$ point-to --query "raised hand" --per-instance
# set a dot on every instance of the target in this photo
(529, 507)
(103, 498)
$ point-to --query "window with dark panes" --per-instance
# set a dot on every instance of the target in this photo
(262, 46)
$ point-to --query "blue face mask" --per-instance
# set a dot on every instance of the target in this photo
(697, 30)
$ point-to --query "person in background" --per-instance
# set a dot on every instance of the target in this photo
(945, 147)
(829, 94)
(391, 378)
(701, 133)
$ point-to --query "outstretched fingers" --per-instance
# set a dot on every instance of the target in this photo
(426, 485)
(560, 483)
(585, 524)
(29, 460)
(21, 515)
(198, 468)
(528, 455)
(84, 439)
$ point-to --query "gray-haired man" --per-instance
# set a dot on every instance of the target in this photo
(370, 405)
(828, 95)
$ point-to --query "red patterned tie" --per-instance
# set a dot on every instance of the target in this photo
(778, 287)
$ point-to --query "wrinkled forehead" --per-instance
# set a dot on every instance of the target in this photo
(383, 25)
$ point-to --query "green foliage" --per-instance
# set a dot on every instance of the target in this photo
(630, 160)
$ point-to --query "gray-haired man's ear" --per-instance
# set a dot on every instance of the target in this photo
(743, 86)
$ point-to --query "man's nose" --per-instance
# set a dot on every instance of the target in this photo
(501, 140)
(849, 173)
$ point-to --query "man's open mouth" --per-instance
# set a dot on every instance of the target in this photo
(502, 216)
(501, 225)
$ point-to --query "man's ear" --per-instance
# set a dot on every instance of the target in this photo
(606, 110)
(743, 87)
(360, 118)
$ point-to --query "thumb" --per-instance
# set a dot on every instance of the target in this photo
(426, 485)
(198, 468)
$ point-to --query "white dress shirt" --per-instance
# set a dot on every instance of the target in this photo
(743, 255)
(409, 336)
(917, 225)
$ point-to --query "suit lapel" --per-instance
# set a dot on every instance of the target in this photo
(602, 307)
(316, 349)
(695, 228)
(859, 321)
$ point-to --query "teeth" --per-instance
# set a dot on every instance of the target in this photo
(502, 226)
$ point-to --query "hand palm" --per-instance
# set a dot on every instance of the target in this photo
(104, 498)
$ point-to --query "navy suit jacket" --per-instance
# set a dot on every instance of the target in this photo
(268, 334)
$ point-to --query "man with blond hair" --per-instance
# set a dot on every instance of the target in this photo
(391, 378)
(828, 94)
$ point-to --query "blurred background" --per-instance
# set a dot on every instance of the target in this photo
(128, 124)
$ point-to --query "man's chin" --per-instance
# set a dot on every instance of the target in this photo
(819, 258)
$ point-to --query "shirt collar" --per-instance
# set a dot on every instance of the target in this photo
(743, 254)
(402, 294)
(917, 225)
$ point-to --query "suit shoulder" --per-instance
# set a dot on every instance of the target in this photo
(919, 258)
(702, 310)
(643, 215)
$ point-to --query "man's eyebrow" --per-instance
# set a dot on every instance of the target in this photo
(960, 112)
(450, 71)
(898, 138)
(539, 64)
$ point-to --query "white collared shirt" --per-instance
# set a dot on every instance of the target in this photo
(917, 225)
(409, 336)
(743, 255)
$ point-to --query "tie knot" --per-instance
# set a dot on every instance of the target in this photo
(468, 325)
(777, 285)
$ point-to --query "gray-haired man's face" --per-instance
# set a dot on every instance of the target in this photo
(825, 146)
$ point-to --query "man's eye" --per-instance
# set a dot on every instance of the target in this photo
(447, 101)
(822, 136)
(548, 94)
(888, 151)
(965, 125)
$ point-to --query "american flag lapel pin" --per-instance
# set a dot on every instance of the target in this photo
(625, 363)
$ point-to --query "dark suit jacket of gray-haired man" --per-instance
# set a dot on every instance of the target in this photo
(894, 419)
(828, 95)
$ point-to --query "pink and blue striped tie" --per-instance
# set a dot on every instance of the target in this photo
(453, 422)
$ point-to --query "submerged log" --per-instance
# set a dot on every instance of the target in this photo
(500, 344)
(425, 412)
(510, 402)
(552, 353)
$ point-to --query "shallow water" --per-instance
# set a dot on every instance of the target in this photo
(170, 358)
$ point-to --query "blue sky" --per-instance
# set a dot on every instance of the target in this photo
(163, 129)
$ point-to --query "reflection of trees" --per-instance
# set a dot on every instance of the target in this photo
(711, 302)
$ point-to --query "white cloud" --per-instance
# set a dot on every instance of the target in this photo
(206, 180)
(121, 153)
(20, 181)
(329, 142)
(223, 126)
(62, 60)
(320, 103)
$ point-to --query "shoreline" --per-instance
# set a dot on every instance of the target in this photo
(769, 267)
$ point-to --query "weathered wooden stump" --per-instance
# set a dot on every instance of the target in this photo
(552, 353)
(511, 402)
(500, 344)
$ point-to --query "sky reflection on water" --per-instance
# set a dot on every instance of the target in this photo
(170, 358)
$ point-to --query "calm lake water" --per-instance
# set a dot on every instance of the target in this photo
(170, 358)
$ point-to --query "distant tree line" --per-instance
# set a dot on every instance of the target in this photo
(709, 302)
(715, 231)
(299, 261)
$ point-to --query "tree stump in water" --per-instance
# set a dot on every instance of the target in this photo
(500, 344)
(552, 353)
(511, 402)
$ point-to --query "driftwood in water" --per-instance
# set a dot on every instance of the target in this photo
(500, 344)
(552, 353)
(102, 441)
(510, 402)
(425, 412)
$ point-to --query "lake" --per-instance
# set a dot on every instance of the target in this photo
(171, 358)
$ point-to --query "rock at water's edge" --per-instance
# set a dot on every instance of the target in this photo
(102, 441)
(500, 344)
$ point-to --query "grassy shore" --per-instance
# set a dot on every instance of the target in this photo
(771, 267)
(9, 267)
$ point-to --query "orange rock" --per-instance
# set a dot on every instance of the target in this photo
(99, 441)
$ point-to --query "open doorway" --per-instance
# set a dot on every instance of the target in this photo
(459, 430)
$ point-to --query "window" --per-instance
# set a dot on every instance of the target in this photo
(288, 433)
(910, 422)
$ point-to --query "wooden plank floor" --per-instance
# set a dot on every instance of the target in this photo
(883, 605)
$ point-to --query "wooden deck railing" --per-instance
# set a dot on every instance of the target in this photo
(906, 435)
○ ○ ○ ○ ○ ○ ○
= DIRECTIONS =
From the records above, extract each line exactly as shown.

= FULL OUTPUT =
$ point-to --query "raised hand" --per-instance
# set a dot on every instance of the target in this photo
(529, 507)
(103, 498)
$ point-to --query "window with dark panes" --per-instance
# set a dot on every instance of the target in this photo
(262, 46)
$ point-to --query "blue face mask" --per-instance
# set a dot on every instance of the target in this photo
(697, 30)
$ point-to --query "person in background" --per-instance
# set a dot on every instance of the target in this photo
(945, 147)
(829, 94)
(391, 378)
(701, 133)
$ point-to --query "outstretched fingers" --per-instance
# set a dot on every instance of the target in this photo
(426, 485)
(560, 483)
(585, 524)
(29, 460)
(21, 515)
(198, 468)
(528, 455)
(84, 439)
$ point-to --query "gray-haired man" --per-instance
# set a dot on every instance of the target in this photo
(370, 405)
(828, 95)
$ point-to --query "red patterned tie" --per-instance
# set a dot on every instance of the target in this photo
(778, 287)
$ point-to --query "wrinkled forehead" --per-instance
# set a dot on every instance of the target in this photo
(383, 25)
$ point-to --query "green foliage" --per-instance
# set a dot on every instance of the target in this photo
(630, 160)
$ point-to --query "gray-haired man's ear" --per-instance
# set a dot on every instance of the target in this photo
(743, 86)
$ point-to --query "man's nose" --per-instance
# set a dot on every instance of the target in this photo
(501, 140)
(849, 173)
$ point-to --query "man's open mouth" --per-instance
# set a dot on every instance of the target in this photo
(502, 216)
(501, 225)
$ point-to --query "man's ear" --per-instance
# set a dot on every instance of the target in this photo
(606, 110)
(743, 87)
(360, 118)
$ point-to --query "thumb" --per-instance
# set a dot on every instance of the target in this photo
(426, 485)
(198, 468)
$ point-to --query "white dress shirt" --per-instance
# set a dot on every instance of the target in this photo
(743, 255)
(409, 336)
(917, 225)
$ point-to --query "suit lapel" --per-instance
# set a dot on every instance of the target in this photo
(602, 307)
(316, 349)
(695, 228)
(859, 321)
$ point-to --query "teeth" --per-instance
# set a dot on every instance of the target in this photo
(502, 226)
$ point-to --query "hand palm" --per-instance
# set a dot on every instance of the target in this photo
(104, 498)
$ point-to --query "navy suit jacket" --per-instance
# set a dot on every instance of the target in this photo
(268, 334)
$ point-to --query "man with blond hair" --per-instance
# set a dot on every instance of the target in this photo
(391, 378)
(828, 94)
$ point-to --query "blurred background" --per-instance
# set a dot on every instance of the target in this photo
(128, 124)
$ point-to --query "man's chin" --per-instance
# set a dot on every instance of the target in this photo
(819, 258)
$ point-to --query "shirt collar" --per-instance
# set a dot on every instance of the target in this photo
(743, 254)
(402, 294)
(917, 225)
$ point-to --query "suit shoulder" --per-instance
# set a dot on every instance of the target in this photo
(919, 258)
(702, 310)
(643, 215)
$ point-to --query "man's eyebrow" --per-instance
# set a dot on every instance of the target in this photo
(960, 112)
(450, 71)
(898, 138)
(539, 64)
$ point-to --query "white collared shirt" --per-instance
# set a dot on every instance of the target in this photo
(917, 225)
(409, 336)
(743, 255)
$ point-to --query "tie knot" --per-instance
# set a dot on every instance of the target in this photo
(468, 325)
(777, 285)
$ point-to --query "gray-haired man's face" --per-instance
# set a dot on every instance of the target in this photo
(825, 146)
$ point-to --query "man's eye" --per-instance
# set a dot on every instance of the target in this photo
(447, 101)
(822, 136)
(548, 94)
(888, 151)
(965, 125)
$ point-to --query "american flag lapel pin" --per-instance
# set a dot on every instance of the target in this photo
(625, 363)
$ point-to --query "dark suit jacket of gray-haired man" --per-instance
# set a dot on every instance of the target in this photo
(894, 419)
(828, 95)
$ point-to --query "pink and blue striped tie" --per-instance
# set a dot on every instance of the target in this photo
(453, 422)
$ point-to --query "submerged log" --per-instance
# set a dot on every instance of the target in this photo
(500, 344)
(425, 412)
(510, 402)
(552, 353)
$ point-to --query "shallow water" --per-instance
# set a dot on every instance of the target in this photo
(170, 358)
$ point-to --query "blue sky" --per-instance
# set a dot on every instance of the target in this photo
(163, 129)
$ point-to --query "reflection of trees" --per-instance
# set a dot on every instance of the target in this photo
(711, 302)
$ point-to --query "white cloud" --per-instance
# set a dot on every instance of the target in this photo
(206, 180)
(121, 153)
(20, 181)
(329, 142)
(223, 126)
(62, 60)
(320, 103)
$ point-to --query "shoreline" --per-instance
# set a dot on every instance of the target in this photo
(769, 267)
$ point-to --query "weathered wooden stump" --per-instance
# set a dot on every instance of the target in this photo
(552, 353)
(511, 402)
(500, 344)
$ point-to --query "sky reflection on water" --per-instance
# set a dot on every instance of the target in this photo
(170, 358)
$ point-to --query "calm lake water" --per-instance
# set a dot on every instance of the target in this photo
(170, 358)
$ point-to --query "distant tree line" --per-instance
# set a dot on every instance of the target in this photo
(709, 302)
(715, 231)
(299, 261)
$ point-to --query "tree stump in water" --per-instance
# set a dot on every instance of the target in this photo
(500, 344)
(552, 353)
(511, 402)
$ point-to --query "driftwood in water" --per-instance
# set a dot on every instance of the target in this photo
(500, 344)
(552, 353)
(102, 441)
(510, 402)
(425, 412)
$ point-to --query "lake" --per-instance
# set a dot on every instance of the target in this photo
(171, 358)
$ point-to --query "rock at water's edge" --per-instance
# set a dot on every instance of the target in this photo
(102, 441)
(500, 344)
$ point-to --query "grassy shore" --per-instance
# set a dot on every instance of the target in this photo
(771, 267)
(9, 267)
$ point-to --query "orange rock" --per-instance
# set a dot on every instance of the target in this photo
(99, 441)
$ point-to --query "open doorway" --per-instance
# set a dot on every instance of the target in this photo
(459, 430)
$ point-to --query "window" --per-instance
# set a dot on every instance of the target in this photo
(288, 433)
(910, 422)
$ point-to --query "wooden plank floor" --per-instance
# set a dot on every instance of the target in this photo
(883, 605)
$ point-to --query "wooden deck railing" --per-instance
# set a dot on every instance of the target in this photo
(906, 435)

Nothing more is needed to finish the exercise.